ABOUT THIS EXERCISE:
All of the entries below are to be copied word for word.

GIVEN DATA:
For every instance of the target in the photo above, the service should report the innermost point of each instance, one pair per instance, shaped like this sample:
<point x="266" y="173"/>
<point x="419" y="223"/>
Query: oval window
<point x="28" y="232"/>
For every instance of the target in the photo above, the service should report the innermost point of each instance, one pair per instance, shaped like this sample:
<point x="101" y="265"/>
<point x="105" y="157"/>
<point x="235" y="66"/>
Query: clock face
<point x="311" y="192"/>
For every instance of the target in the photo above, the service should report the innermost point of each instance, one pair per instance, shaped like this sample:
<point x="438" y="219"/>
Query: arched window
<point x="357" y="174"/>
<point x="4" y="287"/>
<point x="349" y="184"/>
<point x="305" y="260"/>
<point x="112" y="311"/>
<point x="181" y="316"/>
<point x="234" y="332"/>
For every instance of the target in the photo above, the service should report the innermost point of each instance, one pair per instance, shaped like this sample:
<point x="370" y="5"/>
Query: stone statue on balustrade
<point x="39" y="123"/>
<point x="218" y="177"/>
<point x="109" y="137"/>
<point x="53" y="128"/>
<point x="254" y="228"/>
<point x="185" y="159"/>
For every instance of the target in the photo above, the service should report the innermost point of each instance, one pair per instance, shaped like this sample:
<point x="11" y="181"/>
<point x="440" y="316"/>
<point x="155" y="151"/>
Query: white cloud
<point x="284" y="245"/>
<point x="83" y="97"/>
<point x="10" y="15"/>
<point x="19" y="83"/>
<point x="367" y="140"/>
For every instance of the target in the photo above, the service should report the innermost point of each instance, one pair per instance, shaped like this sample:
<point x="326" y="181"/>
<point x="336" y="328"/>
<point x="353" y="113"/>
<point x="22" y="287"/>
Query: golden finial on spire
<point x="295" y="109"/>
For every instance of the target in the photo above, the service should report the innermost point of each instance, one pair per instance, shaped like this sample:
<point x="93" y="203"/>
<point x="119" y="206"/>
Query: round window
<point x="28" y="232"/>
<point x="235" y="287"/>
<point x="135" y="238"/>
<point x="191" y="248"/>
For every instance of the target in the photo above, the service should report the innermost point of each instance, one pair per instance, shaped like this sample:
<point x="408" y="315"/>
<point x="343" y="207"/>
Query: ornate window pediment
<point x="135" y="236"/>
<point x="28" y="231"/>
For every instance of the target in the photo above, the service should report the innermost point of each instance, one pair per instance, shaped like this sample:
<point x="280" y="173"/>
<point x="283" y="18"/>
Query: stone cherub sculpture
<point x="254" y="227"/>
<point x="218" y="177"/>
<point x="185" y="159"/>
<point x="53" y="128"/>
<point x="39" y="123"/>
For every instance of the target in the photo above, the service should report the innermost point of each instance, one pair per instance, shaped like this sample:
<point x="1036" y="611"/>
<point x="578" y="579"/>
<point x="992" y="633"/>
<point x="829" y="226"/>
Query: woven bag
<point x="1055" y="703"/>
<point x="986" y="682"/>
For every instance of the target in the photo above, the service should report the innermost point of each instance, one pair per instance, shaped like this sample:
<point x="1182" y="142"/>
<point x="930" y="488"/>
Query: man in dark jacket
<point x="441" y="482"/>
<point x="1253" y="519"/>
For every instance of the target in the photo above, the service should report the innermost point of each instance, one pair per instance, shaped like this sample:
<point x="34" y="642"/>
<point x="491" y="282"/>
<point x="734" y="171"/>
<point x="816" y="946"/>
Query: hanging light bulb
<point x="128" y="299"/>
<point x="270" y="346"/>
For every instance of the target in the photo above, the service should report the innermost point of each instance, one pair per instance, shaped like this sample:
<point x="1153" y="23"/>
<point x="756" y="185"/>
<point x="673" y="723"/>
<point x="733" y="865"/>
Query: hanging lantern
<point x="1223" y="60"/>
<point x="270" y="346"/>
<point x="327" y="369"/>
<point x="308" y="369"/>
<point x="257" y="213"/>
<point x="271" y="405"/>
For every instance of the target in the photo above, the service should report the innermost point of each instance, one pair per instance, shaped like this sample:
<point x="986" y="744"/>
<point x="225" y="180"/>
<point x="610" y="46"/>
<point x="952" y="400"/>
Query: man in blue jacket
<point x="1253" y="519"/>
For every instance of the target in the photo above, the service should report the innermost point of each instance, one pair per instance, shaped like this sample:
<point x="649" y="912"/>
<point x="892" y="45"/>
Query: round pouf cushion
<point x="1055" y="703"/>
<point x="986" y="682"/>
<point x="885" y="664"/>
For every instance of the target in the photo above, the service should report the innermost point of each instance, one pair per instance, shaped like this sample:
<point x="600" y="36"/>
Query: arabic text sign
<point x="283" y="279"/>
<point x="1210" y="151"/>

RESULT OF THE EXERCISE:
For every instance of the target in the photo above, the service should report the innermost point of each instance, one pair per instance, shaped like this sample:
<point x="266" y="173"/>
<point x="419" y="223"/>
Query: oval window
<point x="28" y="232"/>
For every instance of the target in the photo above, the service should report the innermost point of each instance, one pair per instance, shaped like this sample:
<point x="101" y="265"/>
<point x="105" y="157"/>
<point x="235" y="66"/>
Query: clock face
<point x="311" y="192"/>
For every instance of the target in the photo above, the service should report the innermost point of each instance, one pair per instance, shaped like this sample:
<point x="438" y="219"/>
Query: arched window
<point x="357" y="174"/>
<point x="4" y="287"/>
<point x="349" y="184"/>
<point x="305" y="260"/>
<point x="112" y="311"/>
<point x="181" y="316"/>
<point x="234" y="332"/>
For every instance of the target in the photo above, the service should report the innermost point of each instance, one pair per instance, shaped like this sample:
<point x="370" y="5"/>
Query: stone statue on balustrade
<point x="39" y="123"/>
<point x="218" y="177"/>
<point x="109" y="137"/>
<point x="53" y="128"/>
<point x="254" y="228"/>
<point x="185" y="159"/>
For every instance of the target in the photo above, the service should report the innermost point of each instance, one pair per instance, shaped like this sample:
<point x="11" y="181"/>
<point x="440" y="316"/>
<point x="155" y="151"/>
Query: white cloud
<point x="284" y="245"/>
<point x="83" y="97"/>
<point x="10" y="15"/>
<point x="19" y="83"/>
<point x="367" y="140"/>
For every instance of the target in the photo above, the service should report the innermost point of each instance, one pair per instance, shaped like this sample:
<point x="326" y="181"/>
<point x="336" y="328"/>
<point x="353" y="113"/>
<point x="22" y="287"/>
Query: golden finial on spire
<point x="295" y="109"/>
For every instance of the target in the photo above, the service should report the innermost point of each instance, one pair per instance, shaped like this sample:
<point x="93" y="203"/>
<point x="119" y="206"/>
Query: round window
<point x="28" y="232"/>
<point x="235" y="287"/>
<point x="135" y="238"/>
<point x="191" y="248"/>
For every instance of the target in the photo above, the service should report the innermost point of each instance, one pair per instance, shaped like this sample:
<point x="408" y="315"/>
<point x="343" y="207"/>
Query: ornate window pediment
<point x="135" y="236"/>
<point x="28" y="231"/>
For every instance of the target in the photo above, the service should report the innermost point of each instance, one pair per instance, shaped like this sample:
<point x="280" y="173"/>
<point x="283" y="18"/>
Query: stone cherub sculpture
<point x="254" y="227"/>
<point x="218" y="177"/>
<point x="185" y="159"/>
<point x="53" y="128"/>
<point x="39" y="123"/>
For every instance of the target in the photo above, the service should report the innermost point of each instance, one pair per instance, shaped like this sample:
<point x="1036" y="611"/>
<point x="578" y="579"/>
<point x="992" y="633"/>
<point x="829" y="226"/>
Query: woven bag
<point x="1055" y="703"/>
<point x="986" y="682"/>
For every instance of the target in the photo above, the service should report the innermost point of each instance, one pair per instance, shaped like this sample:
<point x="1182" y="142"/>
<point x="930" y="488"/>
Query: man in dark jacket
<point x="441" y="482"/>
<point x="1253" y="519"/>
For every instance of the target in the photo above, the service should report the innermost point of each instance, one pair per instance, shaped like this sample:
<point x="34" y="642"/>
<point x="491" y="282"/>
<point x="734" y="171"/>
<point x="816" y="946"/>
Query: hanging light bulb
<point x="128" y="299"/>
<point x="270" y="346"/>
For every instance of the target in the photo above, the service should report the innermost point of each instance, one pair per instance, shaped like this sample:
<point x="1153" y="23"/>
<point x="756" y="185"/>
<point x="673" y="723"/>
<point x="733" y="865"/>
Query: hanging lantern
<point x="1223" y="60"/>
<point x="270" y="346"/>
<point x="327" y="369"/>
<point x="308" y="369"/>
<point x="257" y="213"/>
<point x="271" y="405"/>
For every instance of the target in the photo above, the service should report the innermost point of each instance, one pair per instance, shaped like this sample:
<point x="986" y="744"/>
<point x="225" y="180"/>
<point x="610" y="46"/>
<point x="952" y="400"/>
Query: man in blue jacket
<point x="1253" y="519"/>
For every instance of the target in the photo above, the service should report the innermost point of each instance, one pair per instance, shaped like this sample:
<point x="649" y="912"/>
<point x="892" y="45"/>
Query: round pouf cushion
<point x="1055" y="703"/>
<point x="986" y="682"/>
<point x="885" y="664"/>
For every instance of the target in the photo above, the service should report the innermost point of each instance, one pair per instance, shaped like this sample:
<point x="600" y="36"/>
Query: arabic text sign
<point x="283" y="279"/>
<point x="1210" y="151"/>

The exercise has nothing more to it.